▶ Document:
_ _ _ _ _
Entre « comprendre » et « conspuer » les « horreurs de la Révolution française », entre ces « quelques démocrates » que l’on excepte du sentiment de la douleur générale et ce « maudi [sic] scélérat » qui se réjouissait de voir le tyran guillotiné mais que « la main de fer » d’un gentilhomme écrase fort opportunément sur le plancher, entre ces deux récits, en somme, le manuscrit révèle l’existence d’un travail de réécriture dont on aperçoit immédiatement et l’importance et la portée. Dans l’intervalle, Aubert de Gaspé s’est, à l’évidence, déterminé à adopter une posture qui tend à effacer le plus possible toute trace d’une véhémence politique où s’illustraient avec fougue les positions résolument contre-révolutionnaires des membres de la caste aristocratique dont il se réclame partout avec fierté. En fonction de cette stratégie historiographique, qui est le fruit d’un lent mûrissement, ses Mémoires réussissent l’exploit de métamorphoser une invective aristocratique en une douleur dont sont saisies toutes les « âmes sensibles » et, surtout, à transformer le personnage du gentilhomme en une figure aimable. Seul l’ethos d’un homme du monde poli et sensible, et non pas celui d’un privilégié brutal, pouvait bien sûr illuminer le souvenir de la noblesse canadienne dans la conscience nationale.
_ _ _ _ _
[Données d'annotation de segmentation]
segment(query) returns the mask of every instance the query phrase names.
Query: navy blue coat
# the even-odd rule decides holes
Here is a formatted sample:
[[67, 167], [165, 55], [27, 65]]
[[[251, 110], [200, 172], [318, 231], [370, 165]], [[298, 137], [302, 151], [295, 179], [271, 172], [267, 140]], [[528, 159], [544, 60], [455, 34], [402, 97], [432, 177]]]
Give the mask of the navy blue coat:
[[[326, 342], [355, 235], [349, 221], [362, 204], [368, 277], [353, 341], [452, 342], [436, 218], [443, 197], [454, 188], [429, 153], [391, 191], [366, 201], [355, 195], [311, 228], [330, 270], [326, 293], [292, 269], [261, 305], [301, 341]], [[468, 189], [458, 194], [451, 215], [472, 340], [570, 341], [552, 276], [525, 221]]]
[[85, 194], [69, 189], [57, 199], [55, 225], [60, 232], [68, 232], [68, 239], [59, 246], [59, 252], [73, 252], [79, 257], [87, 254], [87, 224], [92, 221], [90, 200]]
_ _ _ _ _
▶ Consigne: Prolongez le texte sur la réécriture des Mémoires d'Aubert de Gaspé en reprenant après sa dernière phrase.

▶ Résultat:
Un art de la négligence étudiée

Tout le travail de réécriture dont témoigne le manuscrit des Mémoires permet de mieux comprendre les principes régissant l’ordonnancement des chapitres et, par conséquent, la structure du livre et la liberté de ton qui en caractérise le style. En effet, les passages retranchés, les ajouts consignés dans les marges, les corrections faites au fil de la plume ou plus tardivement, ou encore les rares déplacements de fragments, qui seront pour l’essentiel conservés par la suite, ont pour but non seulement de préciser des descriptions ou des faits et d’alléger la syntaxe, mais encore de donner plus de justesse au ton employé, en supprimant notamment l’expression brutale des passions politiques. Cependant, la réécriture, qui semble avoir été effectuée par couches successives au fil des états, conduit surtout à l’amplification du texte en vue de l’imprimé à la faveur d’une lente transformation de la matière accumulée. Les marges sont souvent réservées à ce type de travail : les insertions de notes de bas de page, dont l’auteur prévoit le contenu et l’emplacement, ainsi que les ajouts signalés dans le texte par des lettres grecques (figure 2) y prennent place. À ce titre, le manuscrit ressemble davantage à un document ; dans l’imprimé, l’auteur fera disparaître quelques-unes de ces notes de bas de page, ainsi que plusieurs passages dans lesquels il s’adressait directement au lecteur.

Figure 2

Aubert de Gaspé, Philippe, 1786-1871. Manuscrit des Mémoires: [extraits]. Avant 1866 Chap. VII, p. 1. No MS-912.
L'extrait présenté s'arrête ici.